## Short exercise A
From the forum thread about a failing Excel regression, translate this sentence into Spanish: "I did not have any trouble with the regression using the LINEST() function."
## Short exercise B
Count the lines in the rows below that contain the string "light", treating uppercase and lowercase as different, and give only the number.

## Document section
#####

+ Reply to Thread
Results 1 to 6 of 6

Regression failure - but why?

  1. #1
    Registered User
    Join Date
    01-08-2020
    Location
    Denmark
    MS-Off Ver
    Office 365
    Posts
    3

    Regression failure - but why?

    I'm trying to run a regression analysis on the data, but everytime I include December, it somehow fails with #NUM on the regression.

    If I exclude december tho, it success, but I need the last month in order to make the function.

    I have run a value() on all the numbers to make sure it's numeric.

    I have success with these combinations:

    Sales (Y) + C20 (X) + Temp (X) +Months -December (X) => Works fine!
    Sales (Y) + All months (X) => Works fine!
    Sales (Y) + All variables (X) => Doesn't work


    Can anyone tell me why?
    Attached Files Attached Files

  2. #2
    Forum Guru
    Join Date
    04-13-2005
    Location
    North America
    MS-Off Ver
    2002/XP, 2007, 2024
    Posts
    16,380

    Re: Regression failure - but why?

    Your sample file only includes your raw data with none of your attempts at the regression, so it is hard to know exactly what you did.

    I did not have any trouble with the regression using the LINEST() function. In R3:R24, I array entered the formula =TRANSPOSE(LINEST($B$3:$B$962,$C$3:C962,TRUE)) and got a normal regression output. Copied across until column AE (so each column adds another X predictor variable to the regression) and each column showed a normal regression result. The last column (column AE) returned 0 for one of the coefficients, suggesting that Excel had detected collinearity for one of the predictor variables.

    I cannot say why the regression is failing for you, because it seems to work fine for me using the LINEST() function.
    Quote Originally Posted by shg
    Mathematics is the native language of the natural world. Just trying to become literate.

  3. #3
    Registered User
    Join Date
    01-08-2020
    Location
    Denmark
    MS-Off Ver
    Office 365
    Posts
    3

    Re: Regression failure - but why?

    Sorry for missing examples.

    I have attached a new file with my regression examples. Forgot to mention I used data analysis toolpack.

    I see the transpose,linest function works to get coefficients but I need the p-value as well to confirm the analysis, which is why I use data analysis for the summary output.
    Attached Files Attached Files

  4. #4
    Forum Guru
    Join Date
    04-13-2005
    Location
    North America
    MS-Off Ver
    2002/XP, 2007, 2024
    Posts
    16,380

    Re: Regression failure - but why?

    From the OP, I was under the impression that the regression failed completely, but it looks to me like the regression ran just fine -- except for the p-value for February. I have no explanation for the error in that cell. As I noted above, the regression algorithms detect collinearity, so Excel assigns 0 values to January which naturally leads to errors in that row.

    I will note that, in my older version of Excel, when I run the regression it correctly calculates the p value for February. Is this a bug introduced between my older version and your newer version? If you were determined to track the error down, we would probably need to try the regression across multiple computers and versions to see how reproducible the error is and see if it correlates with version or something else.

    From previous research (https://www.excelforum.com/excel-gen...ml#post4350280 ), I know that these p-values are simply from the t distribution, so they could be calculated outside of the regression utility using the TDIST() function. The easiest solution might be to calculate the t-distribution p-values separate from the regression output, using the other data (or using the LINEST() function, as I describe in the other thread).

#####

## Data shown
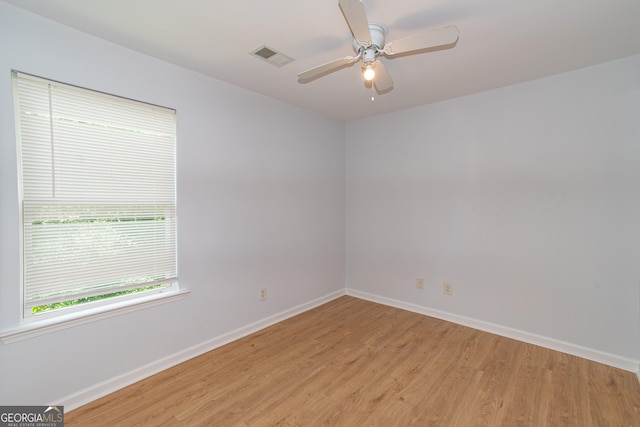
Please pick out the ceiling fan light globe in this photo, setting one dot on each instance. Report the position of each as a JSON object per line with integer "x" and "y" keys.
{"x": 369, "y": 73}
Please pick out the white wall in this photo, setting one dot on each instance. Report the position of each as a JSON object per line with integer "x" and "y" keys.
{"x": 526, "y": 199}
{"x": 261, "y": 204}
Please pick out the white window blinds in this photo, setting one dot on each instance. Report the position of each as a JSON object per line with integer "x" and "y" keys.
{"x": 98, "y": 192}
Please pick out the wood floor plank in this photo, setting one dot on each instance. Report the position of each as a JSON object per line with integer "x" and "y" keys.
{"x": 355, "y": 363}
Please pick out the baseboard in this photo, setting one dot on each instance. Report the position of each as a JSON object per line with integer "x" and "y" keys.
{"x": 553, "y": 344}
{"x": 111, "y": 385}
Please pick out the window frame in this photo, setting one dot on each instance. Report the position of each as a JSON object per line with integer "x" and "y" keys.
{"x": 35, "y": 324}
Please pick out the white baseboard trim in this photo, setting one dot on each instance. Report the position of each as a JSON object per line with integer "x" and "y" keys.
{"x": 542, "y": 341}
{"x": 82, "y": 397}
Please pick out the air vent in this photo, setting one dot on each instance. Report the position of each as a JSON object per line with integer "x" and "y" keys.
{"x": 271, "y": 56}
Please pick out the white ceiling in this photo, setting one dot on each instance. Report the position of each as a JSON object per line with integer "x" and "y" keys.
{"x": 502, "y": 42}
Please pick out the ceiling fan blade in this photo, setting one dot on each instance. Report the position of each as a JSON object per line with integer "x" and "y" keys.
{"x": 356, "y": 17}
{"x": 324, "y": 69}
{"x": 440, "y": 38}
{"x": 382, "y": 80}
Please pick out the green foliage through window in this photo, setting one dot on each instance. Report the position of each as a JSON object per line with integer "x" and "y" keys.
{"x": 70, "y": 303}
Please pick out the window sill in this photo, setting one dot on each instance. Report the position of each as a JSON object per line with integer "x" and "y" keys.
{"x": 36, "y": 328}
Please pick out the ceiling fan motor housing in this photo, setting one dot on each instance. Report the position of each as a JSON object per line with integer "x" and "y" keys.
{"x": 378, "y": 32}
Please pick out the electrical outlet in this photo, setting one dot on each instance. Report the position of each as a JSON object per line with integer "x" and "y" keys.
{"x": 447, "y": 288}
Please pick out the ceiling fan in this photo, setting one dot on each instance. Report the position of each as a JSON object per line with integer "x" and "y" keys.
{"x": 369, "y": 43}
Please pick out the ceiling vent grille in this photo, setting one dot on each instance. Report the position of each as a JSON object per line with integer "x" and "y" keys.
{"x": 271, "y": 56}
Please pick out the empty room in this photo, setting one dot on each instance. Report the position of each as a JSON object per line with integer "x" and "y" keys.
{"x": 345, "y": 212}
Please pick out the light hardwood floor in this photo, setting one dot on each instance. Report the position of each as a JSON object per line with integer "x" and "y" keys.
{"x": 355, "y": 363}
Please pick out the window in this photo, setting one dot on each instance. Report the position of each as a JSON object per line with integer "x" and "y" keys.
{"x": 98, "y": 197}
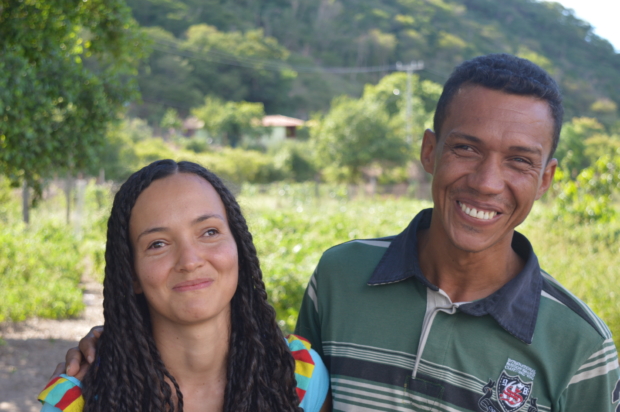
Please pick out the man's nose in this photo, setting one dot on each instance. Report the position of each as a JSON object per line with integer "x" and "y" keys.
{"x": 488, "y": 176}
{"x": 189, "y": 257}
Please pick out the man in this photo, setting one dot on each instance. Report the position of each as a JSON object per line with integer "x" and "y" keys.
{"x": 455, "y": 314}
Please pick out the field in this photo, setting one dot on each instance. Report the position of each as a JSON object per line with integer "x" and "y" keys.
{"x": 41, "y": 266}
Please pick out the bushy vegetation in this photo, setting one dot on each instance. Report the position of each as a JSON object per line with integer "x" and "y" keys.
{"x": 292, "y": 224}
{"x": 41, "y": 265}
{"x": 271, "y": 51}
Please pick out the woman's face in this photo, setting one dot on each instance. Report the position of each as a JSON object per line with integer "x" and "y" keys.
{"x": 185, "y": 254}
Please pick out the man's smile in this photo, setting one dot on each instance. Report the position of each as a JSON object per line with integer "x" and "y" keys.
{"x": 477, "y": 213}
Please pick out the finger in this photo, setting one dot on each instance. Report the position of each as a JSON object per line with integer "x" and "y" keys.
{"x": 60, "y": 368}
{"x": 88, "y": 343}
{"x": 82, "y": 372}
{"x": 73, "y": 360}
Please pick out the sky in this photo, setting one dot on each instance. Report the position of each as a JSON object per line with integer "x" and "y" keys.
{"x": 603, "y": 15}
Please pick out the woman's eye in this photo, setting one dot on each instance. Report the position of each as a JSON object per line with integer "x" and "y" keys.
{"x": 211, "y": 232}
{"x": 156, "y": 245}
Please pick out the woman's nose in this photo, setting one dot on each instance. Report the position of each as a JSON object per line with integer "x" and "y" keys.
{"x": 189, "y": 257}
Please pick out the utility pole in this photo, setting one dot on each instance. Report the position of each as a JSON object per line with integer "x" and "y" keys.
{"x": 409, "y": 68}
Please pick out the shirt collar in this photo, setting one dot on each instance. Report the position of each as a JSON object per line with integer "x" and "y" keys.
{"x": 514, "y": 306}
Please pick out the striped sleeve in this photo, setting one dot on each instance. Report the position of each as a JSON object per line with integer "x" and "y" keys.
{"x": 596, "y": 384}
{"x": 308, "y": 322}
{"x": 310, "y": 373}
{"x": 62, "y": 393}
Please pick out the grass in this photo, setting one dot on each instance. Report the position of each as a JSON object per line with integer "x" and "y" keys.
{"x": 41, "y": 267}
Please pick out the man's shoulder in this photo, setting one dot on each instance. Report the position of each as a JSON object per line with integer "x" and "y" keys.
{"x": 574, "y": 313}
{"x": 355, "y": 251}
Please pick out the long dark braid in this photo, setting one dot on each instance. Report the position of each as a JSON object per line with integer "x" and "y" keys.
{"x": 129, "y": 374}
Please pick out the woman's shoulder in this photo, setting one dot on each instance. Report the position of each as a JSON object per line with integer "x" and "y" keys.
{"x": 310, "y": 373}
{"x": 62, "y": 393}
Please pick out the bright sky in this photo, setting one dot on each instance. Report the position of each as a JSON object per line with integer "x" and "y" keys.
{"x": 603, "y": 15}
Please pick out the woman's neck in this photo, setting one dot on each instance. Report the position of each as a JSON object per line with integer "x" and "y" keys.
{"x": 196, "y": 355}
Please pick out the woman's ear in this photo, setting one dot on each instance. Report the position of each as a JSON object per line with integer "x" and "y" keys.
{"x": 137, "y": 288}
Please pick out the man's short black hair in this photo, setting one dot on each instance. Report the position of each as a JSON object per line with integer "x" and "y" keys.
{"x": 509, "y": 74}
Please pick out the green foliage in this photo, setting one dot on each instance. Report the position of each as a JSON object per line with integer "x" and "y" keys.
{"x": 194, "y": 61}
{"x": 65, "y": 72}
{"x": 357, "y": 136}
{"x": 171, "y": 120}
{"x": 348, "y": 33}
{"x": 291, "y": 230}
{"x": 354, "y": 135}
{"x": 571, "y": 151}
{"x": 229, "y": 121}
{"x": 237, "y": 165}
{"x": 590, "y": 196}
{"x": 583, "y": 257}
{"x": 40, "y": 271}
{"x": 294, "y": 160}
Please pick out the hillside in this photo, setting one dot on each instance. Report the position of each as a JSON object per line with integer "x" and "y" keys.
{"x": 273, "y": 50}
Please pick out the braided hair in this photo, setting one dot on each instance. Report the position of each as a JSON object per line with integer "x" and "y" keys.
{"x": 129, "y": 374}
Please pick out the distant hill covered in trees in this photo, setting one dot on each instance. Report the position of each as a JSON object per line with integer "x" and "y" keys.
{"x": 285, "y": 53}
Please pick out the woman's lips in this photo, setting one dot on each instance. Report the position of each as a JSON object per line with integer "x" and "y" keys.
{"x": 192, "y": 285}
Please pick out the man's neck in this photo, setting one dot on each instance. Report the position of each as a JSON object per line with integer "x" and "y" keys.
{"x": 466, "y": 276}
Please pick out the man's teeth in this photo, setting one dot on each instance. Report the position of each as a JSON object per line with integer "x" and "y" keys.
{"x": 479, "y": 214}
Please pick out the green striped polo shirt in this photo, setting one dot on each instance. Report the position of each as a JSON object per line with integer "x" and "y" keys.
{"x": 392, "y": 341}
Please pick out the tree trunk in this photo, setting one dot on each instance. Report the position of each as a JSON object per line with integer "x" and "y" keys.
{"x": 26, "y": 203}
{"x": 68, "y": 182}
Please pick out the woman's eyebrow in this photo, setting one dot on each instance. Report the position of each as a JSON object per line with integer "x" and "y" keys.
{"x": 199, "y": 219}
{"x": 151, "y": 230}
{"x": 202, "y": 218}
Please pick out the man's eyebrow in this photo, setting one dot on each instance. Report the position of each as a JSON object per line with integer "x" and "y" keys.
{"x": 458, "y": 135}
{"x": 525, "y": 149}
{"x": 199, "y": 219}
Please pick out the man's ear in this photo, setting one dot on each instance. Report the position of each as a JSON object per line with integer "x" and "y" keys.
{"x": 428, "y": 151}
{"x": 547, "y": 177}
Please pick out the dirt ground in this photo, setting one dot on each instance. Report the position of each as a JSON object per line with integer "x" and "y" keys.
{"x": 33, "y": 349}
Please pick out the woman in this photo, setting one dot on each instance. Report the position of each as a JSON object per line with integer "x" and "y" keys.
{"x": 187, "y": 323}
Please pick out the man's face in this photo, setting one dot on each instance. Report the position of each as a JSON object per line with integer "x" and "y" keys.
{"x": 489, "y": 165}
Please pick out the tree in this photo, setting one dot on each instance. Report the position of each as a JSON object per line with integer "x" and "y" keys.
{"x": 66, "y": 69}
{"x": 370, "y": 133}
{"x": 231, "y": 120}
{"x": 356, "y": 134}
{"x": 571, "y": 152}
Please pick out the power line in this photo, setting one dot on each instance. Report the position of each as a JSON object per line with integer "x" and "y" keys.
{"x": 217, "y": 56}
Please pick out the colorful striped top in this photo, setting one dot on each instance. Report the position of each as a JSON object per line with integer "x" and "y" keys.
{"x": 64, "y": 393}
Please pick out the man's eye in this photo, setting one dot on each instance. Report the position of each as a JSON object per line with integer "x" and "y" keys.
{"x": 464, "y": 147}
{"x": 156, "y": 245}
{"x": 522, "y": 160}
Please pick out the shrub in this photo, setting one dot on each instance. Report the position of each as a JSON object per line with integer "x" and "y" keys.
{"x": 40, "y": 271}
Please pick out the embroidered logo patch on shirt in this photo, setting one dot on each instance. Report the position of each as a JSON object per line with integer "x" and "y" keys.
{"x": 512, "y": 392}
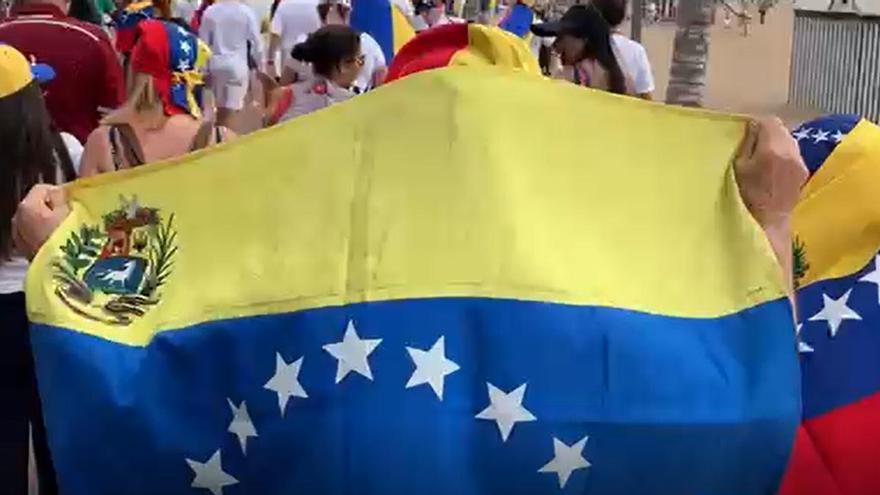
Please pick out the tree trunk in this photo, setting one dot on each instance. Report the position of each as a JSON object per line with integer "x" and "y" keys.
{"x": 690, "y": 55}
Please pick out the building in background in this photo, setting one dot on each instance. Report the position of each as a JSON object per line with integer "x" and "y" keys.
{"x": 836, "y": 56}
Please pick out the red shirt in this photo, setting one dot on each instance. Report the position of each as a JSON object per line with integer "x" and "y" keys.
{"x": 87, "y": 72}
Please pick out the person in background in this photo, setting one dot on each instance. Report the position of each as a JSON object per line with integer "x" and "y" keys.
{"x": 32, "y": 153}
{"x": 334, "y": 52}
{"x": 631, "y": 54}
{"x": 230, "y": 29}
{"x": 185, "y": 9}
{"x": 89, "y": 75}
{"x": 373, "y": 70}
{"x": 84, "y": 10}
{"x": 583, "y": 41}
{"x": 430, "y": 13}
{"x": 105, "y": 10}
{"x": 196, "y": 22}
{"x": 292, "y": 22}
{"x": 161, "y": 118}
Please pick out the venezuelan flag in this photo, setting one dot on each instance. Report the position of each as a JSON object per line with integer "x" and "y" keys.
{"x": 384, "y": 21}
{"x": 518, "y": 20}
{"x": 837, "y": 247}
{"x": 341, "y": 304}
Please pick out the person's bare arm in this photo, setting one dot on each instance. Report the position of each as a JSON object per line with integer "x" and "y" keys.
{"x": 770, "y": 173}
{"x": 38, "y": 215}
{"x": 274, "y": 46}
{"x": 97, "y": 158}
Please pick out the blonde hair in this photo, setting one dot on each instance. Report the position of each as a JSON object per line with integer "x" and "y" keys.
{"x": 143, "y": 105}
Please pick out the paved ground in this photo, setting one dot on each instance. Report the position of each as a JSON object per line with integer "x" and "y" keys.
{"x": 746, "y": 74}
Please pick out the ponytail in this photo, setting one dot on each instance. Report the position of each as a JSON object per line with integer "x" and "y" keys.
{"x": 599, "y": 46}
{"x": 327, "y": 48}
{"x": 608, "y": 61}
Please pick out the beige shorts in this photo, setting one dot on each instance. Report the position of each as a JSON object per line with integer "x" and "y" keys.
{"x": 229, "y": 85}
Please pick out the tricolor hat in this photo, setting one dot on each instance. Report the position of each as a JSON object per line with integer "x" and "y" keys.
{"x": 126, "y": 22}
{"x": 463, "y": 44}
{"x": 16, "y": 72}
{"x": 174, "y": 57}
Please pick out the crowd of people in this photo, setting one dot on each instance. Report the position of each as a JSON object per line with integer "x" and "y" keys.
{"x": 90, "y": 87}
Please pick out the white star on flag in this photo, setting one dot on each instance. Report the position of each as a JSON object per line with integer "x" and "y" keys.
{"x": 506, "y": 409}
{"x": 352, "y": 353}
{"x": 802, "y": 346}
{"x": 835, "y": 311}
{"x": 874, "y": 277}
{"x": 432, "y": 366}
{"x": 210, "y": 475}
{"x": 241, "y": 425}
{"x": 566, "y": 460}
{"x": 820, "y": 136}
{"x": 285, "y": 382}
{"x": 803, "y": 133}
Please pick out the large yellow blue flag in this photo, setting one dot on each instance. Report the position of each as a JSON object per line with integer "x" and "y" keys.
{"x": 352, "y": 303}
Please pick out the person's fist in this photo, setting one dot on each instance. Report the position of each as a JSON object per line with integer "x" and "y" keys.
{"x": 770, "y": 172}
{"x": 37, "y": 216}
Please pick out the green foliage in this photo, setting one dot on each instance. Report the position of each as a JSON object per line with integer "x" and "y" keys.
{"x": 800, "y": 265}
{"x": 81, "y": 248}
{"x": 161, "y": 256}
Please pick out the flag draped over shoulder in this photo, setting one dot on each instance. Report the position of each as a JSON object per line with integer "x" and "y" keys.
{"x": 383, "y": 21}
{"x": 837, "y": 245}
{"x": 346, "y": 304}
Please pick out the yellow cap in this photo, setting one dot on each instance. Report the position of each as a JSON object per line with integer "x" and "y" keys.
{"x": 15, "y": 71}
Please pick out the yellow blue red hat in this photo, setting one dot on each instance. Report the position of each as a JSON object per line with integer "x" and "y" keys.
{"x": 462, "y": 44}
{"x": 16, "y": 72}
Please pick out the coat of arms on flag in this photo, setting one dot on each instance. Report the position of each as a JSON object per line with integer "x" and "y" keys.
{"x": 112, "y": 271}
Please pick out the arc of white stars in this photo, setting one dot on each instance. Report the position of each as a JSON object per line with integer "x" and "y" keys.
{"x": 802, "y": 346}
{"x": 803, "y": 133}
{"x": 285, "y": 381}
{"x": 820, "y": 136}
{"x": 874, "y": 277}
{"x": 352, "y": 353}
{"x": 432, "y": 366}
{"x": 566, "y": 460}
{"x": 210, "y": 475}
{"x": 241, "y": 424}
{"x": 835, "y": 311}
{"x": 506, "y": 409}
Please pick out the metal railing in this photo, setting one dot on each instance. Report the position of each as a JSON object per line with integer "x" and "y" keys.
{"x": 835, "y": 63}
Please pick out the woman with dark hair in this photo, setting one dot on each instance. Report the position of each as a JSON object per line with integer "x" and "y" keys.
{"x": 583, "y": 42}
{"x": 32, "y": 153}
{"x": 334, "y": 53}
{"x": 86, "y": 11}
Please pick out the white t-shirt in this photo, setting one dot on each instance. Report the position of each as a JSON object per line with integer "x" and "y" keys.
{"x": 374, "y": 59}
{"x": 634, "y": 62}
{"x": 74, "y": 149}
{"x": 227, "y": 27}
{"x": 185, "y": 9}
{"x": 294, "y": 20}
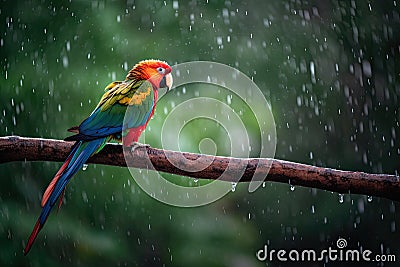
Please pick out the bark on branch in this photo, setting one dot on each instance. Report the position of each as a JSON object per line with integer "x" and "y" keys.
{"x": 14, "y": 148}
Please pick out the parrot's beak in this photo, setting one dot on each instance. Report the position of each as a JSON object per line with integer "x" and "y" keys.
{"x": 168, "y": 81}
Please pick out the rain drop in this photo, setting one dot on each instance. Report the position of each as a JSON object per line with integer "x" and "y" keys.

#####

## Correct answer A
No tuve ningún problema con la regresión usando la función LINEST().

## Correct answer B
2